### EXERCISE DETAILS
From the account below of a friend's engagement, pull out the passage starting with "He'd sometimes be" and going on through "a bad vibe.", copied word for word.

My former best friend (through all of high school and college) recently got engaged to a massive scrote. One of my current friends I keep distance from, but we chat once in a while and she broke the news to me. We all used to be friends and I remember when the scrote was just a college friend of my bestie.
He was the stereotypical fat, awkward, stinky, and ugly dude that played the nice guy. He'd come off as friendly, funny, and the life of the party. He was a gamer and would often use that as a pretense for conversation.
He'd sometimes be around at various parties and events but I didn't know him that well. Someone always invited him out of pity. Even with him being such a nice guy, I noticed quickly that a lot of people didn't like him and said they had a bad vibe.
And then one day, my friend ended up bringing him along after some other people bailed on us, and I got to know him better. He definitely seemed to have low self esteem and it was clear the nice guy was just a front and that he had a massive crush on my friend. Well my friend insisted she didn't like him and had a "type" which was the complete opposite of him. During the event, he kept making advances on her and she was rejecting him and clearly uncomfortable. She pulled me aside and asked me to talk to him for her, so I did. He basically admitted that she was way out of his league and he was hoping to "wear her down". I asked him to stop or go home.

### GIVEN INFORMATION
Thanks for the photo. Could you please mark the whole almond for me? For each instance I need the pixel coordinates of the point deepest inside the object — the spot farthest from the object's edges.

### TASK OUTPUT
He'd sometimes be around at various parties and events but I didn't know him that well. Someone always invited him out of pity. Even with him being such a nice guy, I noticed quickly that a lot of people didn't like him and said they had a bad vibe.